──────── Passage shown

Good afternoon, everyone! Thanks for coming. I’m Maggie, the research lead at Foresight Ventures. Over the next 20 minutes, we’ll delve into Fully Homomorphic Encryption (FHE) from a venture capital perspective and explore why we believe it’s a game-changing investment.

So, why do we invest in FHE? It all starts with the privacy needs in Web3.

In Web3, privacy is super important. Without good privacy measures, there are lots of frauds and attacks.

For example, with the MEV issue, sandwich attacks can make users lose money. And there are vampire attacks where competitors can steal your customers because they know your customer’s addresses. Also, privacy leaks are a big concern. If your wallet address gets compromised, it’s as if your consumption records are exposed in real life, you are likely to be targeted by fraud and phishing attacks. On the blockchain, while being transparent is good in some ways, it also makes rich users and protocols targets for hackers.

So we need effective privacy protection methods.

It’s essential to clarify that privacy protection does not equate to anonymity. And a confidential transaction is also distinct from a private transaction.

Confidential transactions are aimed to protect the privacy of transaction content. A private transaction must not only protect the privacy of transaction content and the identities of the parties involved, but also it should ensure that the transaction is untraceable and unlikable.

By this definition, transfers on BTC and ETH are neither private nor confidential.

Let’s take a look at the history of private and confidential transaction technologies. So that you can see why FHE can make a difference.

In 2013, coin-mixing technologies showed up. Mixing services mix the coins of multiple users and send them to the target accounts, making transactions harder to trace and link. However, some tools can still detect the links between transactions.

Next, there were privacy coins like Monero, which used ring signatures and one-time keys to hide the sender and receivers. The privacy features of Monero are widely regarded as highly effective.

In 2015, Ethereum came out and smart contracts got really popular. However, users realized that all these privacy protection methods are based on Bitcoin like UTXO model. There was no way to protect privacy on account-based model blockchains like Ethereum.

After 2016, zero-knowledge proof (ZK) started being applied in privacy protection protocols. Tornado Cash is a zk-mixing protocol on Ethereum. It uses ZK to break the connection between deposit and withdrawal addresses, providing an incomplete privacy guarantee.

Zcash provides optional privacy, allowing users to choose between regular transparent addresses and shielded addresses for anonymity. Zcash is built on an extended UTXO model that only supports money transfers.

So we still don’t have confidential smart contracts at that time.

Finally, as we entered 2022, we started to see the application of ZK and FHE in implementing confidential smart contracts.

ZK-based projects like Aztec and Aleo have taken the privacy methods pioneered by Zcash and refined them, now supporting confidential smart contracts. However, it is also based on an extended utxo-like model. And the privacy-first nature of them is fundamentally incompatible with the EVM architecture and Solidity’s semantics. And because they can’t support encrypted shared state, the confidential smart contract has limitations in contract logic and applications.

In the end, projects like ZAMA, Fhenix, and Inco decided to use FHE for on-chain confidentiality. ZAMA implemented fhEVM. FhEVM is EVM-compatible and fully supports Solidity. It also supports encrypted shared state, it allows global states to be usable while being encrypted, and supports arbitrary computations. This flexibility enables FHE to handle a wider range of business logic and meet diverse needs.

────────────────

→ Challenge 1
Decide whether each statement agrees with the talk on Fully Homomorphic Encryption, answering yes or no and quoting the deciding words: (a) Transfers on BTC and ETH are confidential but not private. (b) Tornado Cash provides an incomplete privacy guarantee. (c) Zcash supports general smart contracts.
→ Challenge 2
According to the FHE talk, in what year did coin-mixing technologies show up?
→ Challenge 3
Please list every capability or property that the FHE talk attributes to fhEVM.

──────── Provided material

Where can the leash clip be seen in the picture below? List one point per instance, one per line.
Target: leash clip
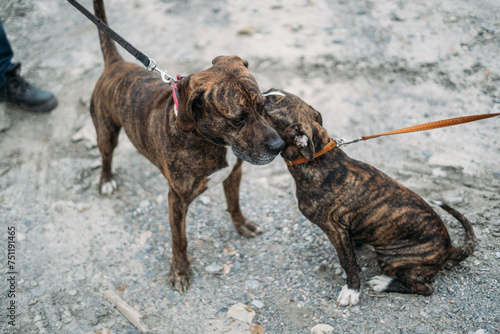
(342, 142)
(165, 77)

────────────────

→ Written answer 1
(a) No: "transfers on BTC and ETH are neither private nor confidential."
(b) Yes: "providing an incomplete privacy guarantee."
(c) No: "Zcash is built on an extended UTXO model that only supports money transfers."

→ Written answer 2
2013

→ Written answer 3
- It is EVM-compatible.
- It fully supports Solidity.
- It supports encrypted shared state.
- It allows global states to be usable while being encrypted.
- It supports arbitrary computations.